Data section.
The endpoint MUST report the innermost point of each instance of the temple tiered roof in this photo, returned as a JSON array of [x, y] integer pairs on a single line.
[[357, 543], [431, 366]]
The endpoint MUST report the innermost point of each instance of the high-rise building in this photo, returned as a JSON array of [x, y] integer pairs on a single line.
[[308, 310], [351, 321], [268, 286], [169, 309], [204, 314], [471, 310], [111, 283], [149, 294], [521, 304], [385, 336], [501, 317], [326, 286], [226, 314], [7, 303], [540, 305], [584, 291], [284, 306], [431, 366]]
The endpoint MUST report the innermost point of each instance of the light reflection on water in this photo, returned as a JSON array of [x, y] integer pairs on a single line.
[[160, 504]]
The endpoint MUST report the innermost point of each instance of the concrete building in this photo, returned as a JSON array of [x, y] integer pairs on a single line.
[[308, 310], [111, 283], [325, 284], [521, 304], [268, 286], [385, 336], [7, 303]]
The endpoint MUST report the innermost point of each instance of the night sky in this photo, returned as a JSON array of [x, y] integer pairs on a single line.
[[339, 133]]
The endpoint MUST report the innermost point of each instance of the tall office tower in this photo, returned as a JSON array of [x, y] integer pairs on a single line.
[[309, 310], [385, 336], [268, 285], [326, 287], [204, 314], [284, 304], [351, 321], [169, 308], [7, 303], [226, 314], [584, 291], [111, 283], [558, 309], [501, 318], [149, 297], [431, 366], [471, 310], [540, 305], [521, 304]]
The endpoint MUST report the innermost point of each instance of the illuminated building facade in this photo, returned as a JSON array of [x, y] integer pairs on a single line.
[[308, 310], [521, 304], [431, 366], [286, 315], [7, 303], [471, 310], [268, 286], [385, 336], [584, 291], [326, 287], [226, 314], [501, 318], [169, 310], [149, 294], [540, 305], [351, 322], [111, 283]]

Try it. Repeat every record exactly as written, please.

Task output.
The endpoint MUST report the innermost point of each instance of the temple tiered roof in this photo, returned as a JSON array of [x, y] integer pairs on a single line.
[[357, 543], [431, 366]]
The endpoint MUST report the innermost point of each instance of the high-rise building in this photo, returned as a JSON array of [x, y] integer pairs on a single line.
[[308, 310], [351, 321], [268, 286], [169, 309], [204, 314], [471, 310], [111, 283], [149, 294], [521, 304], [385, 336], [501, 317], [326, 286], [226, 314], [7, 303], [540, 305], [584, 291], [284, 306], [431, 366]]
The endpoint MUST report the innermost point of each instance of the light reflection on water in this photo, returned as a JSON array of [x, y] integer pairs on a single line.
[[160, 504]]
The endpoint MUST report the innermost point of each instance of the concrete building in this photo, returned as a JSON array of [x, y] integer pairs on a single line.
[[308, 310], [111, 283], [325, 284], [521, 304], [268, 286], [385, 336], [7, 303]]
The endpoint MUST report the innermost point of each instance of the night sky in this photo, returned as a JSON array of [x, y] integer pairs on a single line.
[[339, 133]]
The endpoint MUST report the innermost point of each instance of the tall office tower in this photo, returned as a JSON array of [x, y] integer pairs on a single line.
[[309, 310], [385, 336], [268, 285], [326, 287], [204, 314], [284, 304], [351, 321], [169, 308], [7, 303], [226, 314], [584, 291], [111, 283], [558, 309], [501, 318], [149, 297], [431, 366], [471, 310], [540, 305], [521, 304]]
The endpoint MUST report the innermost point of each instance of the illuminated building facade in this photo, returned as a JSON array of [x, y] integer pairs on a single line.
[[308, 310], [521, 304], [431, 366], [286, 315], [7, 303], [471, 310], [268, 286], [385, 336], [584, 291], [326, 287], [226, 314], [501, 318], [169, 310], [149, 294], [540, 305], [351, 322], [111, 283]]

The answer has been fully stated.